[Excerpted data — start]
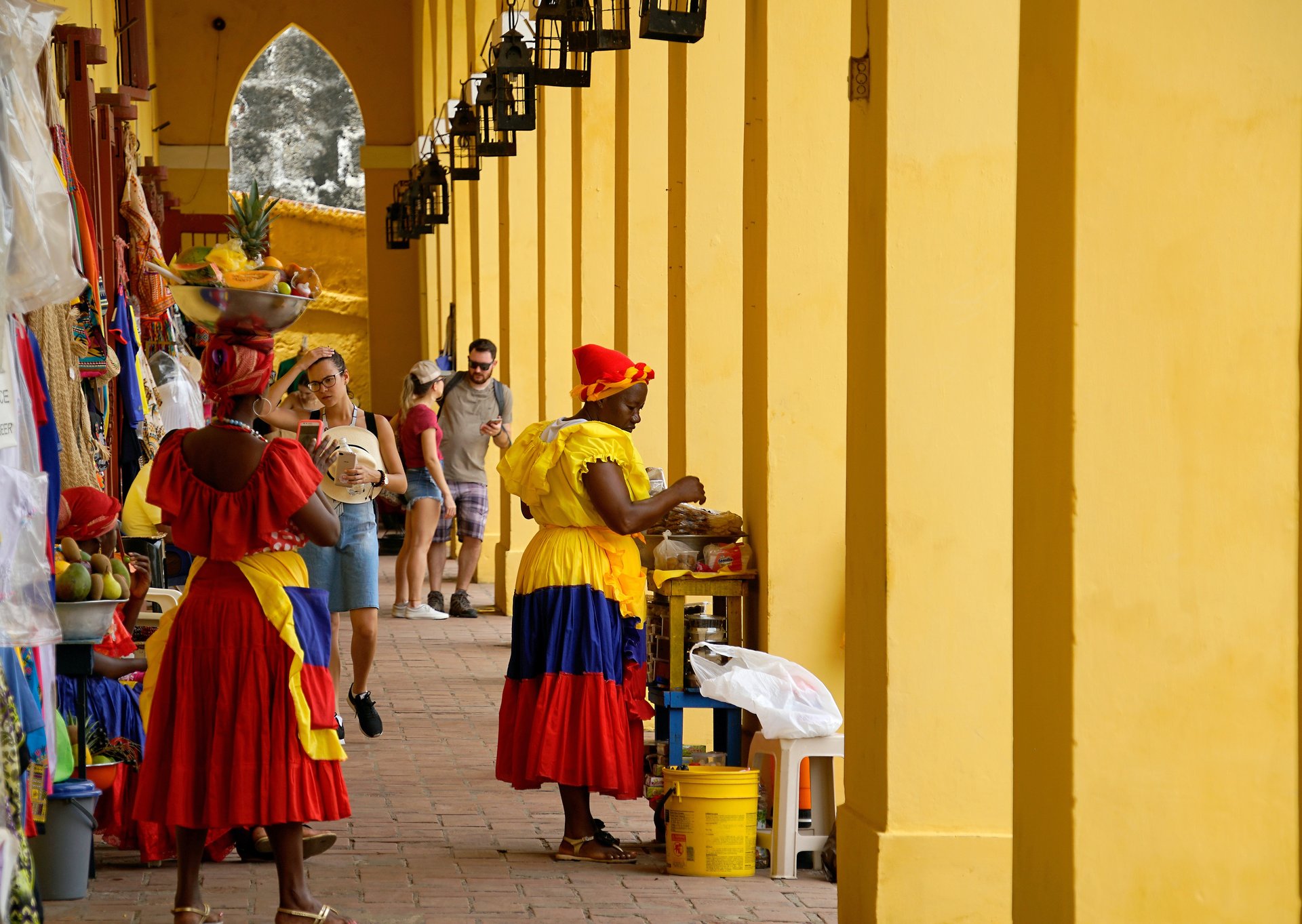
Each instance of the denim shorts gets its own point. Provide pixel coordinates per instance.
(421, 486)
(351, 570)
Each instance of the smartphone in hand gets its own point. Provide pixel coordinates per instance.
(310, 434)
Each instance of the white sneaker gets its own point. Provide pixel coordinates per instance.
(425, 612)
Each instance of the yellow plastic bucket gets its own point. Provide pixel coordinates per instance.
(710, 820)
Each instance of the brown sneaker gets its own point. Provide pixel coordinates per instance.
(461, 607)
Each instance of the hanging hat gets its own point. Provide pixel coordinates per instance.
(604, 372)
(353, 440)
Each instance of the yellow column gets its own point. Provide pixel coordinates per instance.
(928, 498)
(594, 203)
(793, 339)
(642, 203)
(556, 249)
(1156, 465)
(706, 129)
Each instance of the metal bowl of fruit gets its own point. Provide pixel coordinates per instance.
(239, 310)
(86, 621)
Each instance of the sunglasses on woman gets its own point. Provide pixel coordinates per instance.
(328, 382)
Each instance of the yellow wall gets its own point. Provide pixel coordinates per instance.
(334, 243)
(1156, 539)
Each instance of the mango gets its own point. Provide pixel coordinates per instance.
(73, 584)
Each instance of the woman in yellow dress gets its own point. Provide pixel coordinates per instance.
(574, 698)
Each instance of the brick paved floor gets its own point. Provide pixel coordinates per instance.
(434, 837)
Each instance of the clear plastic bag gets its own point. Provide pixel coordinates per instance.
(181, 400)
(28, 614)
(671, 556)
(37, 223)
(788, 699)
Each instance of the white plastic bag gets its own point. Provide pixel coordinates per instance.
(37, 224)
(180, 399)
(788, 700)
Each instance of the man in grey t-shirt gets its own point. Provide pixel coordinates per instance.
(475, 411)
[Excerpted data — finish]
**Exercise brief:**
None of the pictures should be carried over when the data above is transcribed exactly.

**Answer space:**
Each instance of the denim shorts gets its own point. Provide pixel coordinates per instance.
(421, 486)
(351, 570)
Each instance of the smartphone in hand gets its own point. Provide pixel coordinates per instance.
(310, 434)
Each instance of the white sneaker gets its own point. Provide pixel coordinates per instance.
(425, 612)
Each instance of the yellow plastic bucket gets its own point. Provide pixel coordinates per instance.
(710, 820)
Each instance of the brown sneaker gets its own point. Provide pixel coordinates per instance.
(461, 607)
Each instance of the hanging hat gets its own point. Provide pixel coordinates per instance.
(604, 372)
(353, 440)
Each instance of the yellow column gets its own point. Provide pixel coordinates per instance.
(928, 498)
(594, 203)
(793, 339)
(642, 203)
(556, 249)
(1156, 465)
(706, 129)
Each instance of the metal bowl of fruit gets its own point. Provide pixel coordinates per instance.
(239, 310)
(86, 621)
Each instance of the sunglasses on woman gets its own point. Provide pixel coordinates per instance.
(328, 382)
Each instance of the yellow wall gets its own point. Provide pixel coordinates per instance.
(334, 243)
(1156, 539)
Each instance of the mango gets its own point. Provide pixel coordinates per instance.
(73, 584)
Each instance of the woman in yellow dress gets its own point. Provide pixel coordinates per instance.
(574, 698)
Each instance of the brick paved floor gets its own point. Provide pixel coordinates per instance.
(434, 837)
Each instance of the clear plastic bag gets its own point. Provide pixel coordinates per instance.
(181, 400)
(28, 614)
(671, 556)
(37, 223)
(788, 699)
Each instance of the white plastic bag gets its own point. Provide pixel coordinates per instance.
(37, 224)
(180, 399)
(788, 700)
Each instance of the man in grey t-shirt gets its own point. Provide pixel coordinates per instance.
(475, 411)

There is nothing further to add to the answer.